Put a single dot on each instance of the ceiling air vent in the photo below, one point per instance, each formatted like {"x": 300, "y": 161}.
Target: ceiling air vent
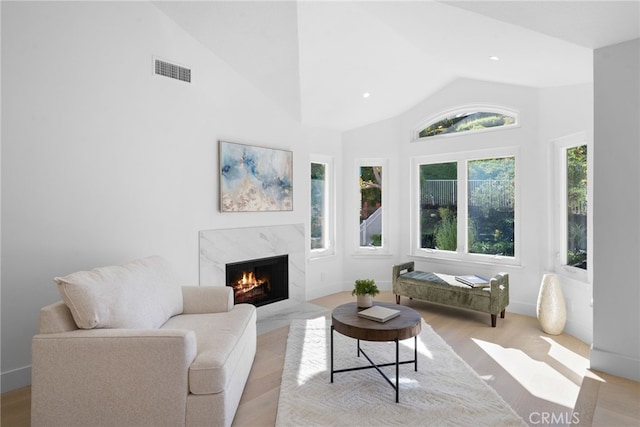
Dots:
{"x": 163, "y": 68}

...

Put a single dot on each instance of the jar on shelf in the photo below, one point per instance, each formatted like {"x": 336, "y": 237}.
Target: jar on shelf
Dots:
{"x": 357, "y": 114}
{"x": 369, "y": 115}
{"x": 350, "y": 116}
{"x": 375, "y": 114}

• Requirement: Only the lines that contain the word "formatted" should be copied from the material.

• Result below:
Put a single dot on each instance of the ceiling air vent in the photo below, one point per instance, each formatted like {"x": 300, "y": 161}.
Put a single dot on each instance of the jar on shelf in the photo below, one point per instance, each formatted like {"x": 336, "y": 237}.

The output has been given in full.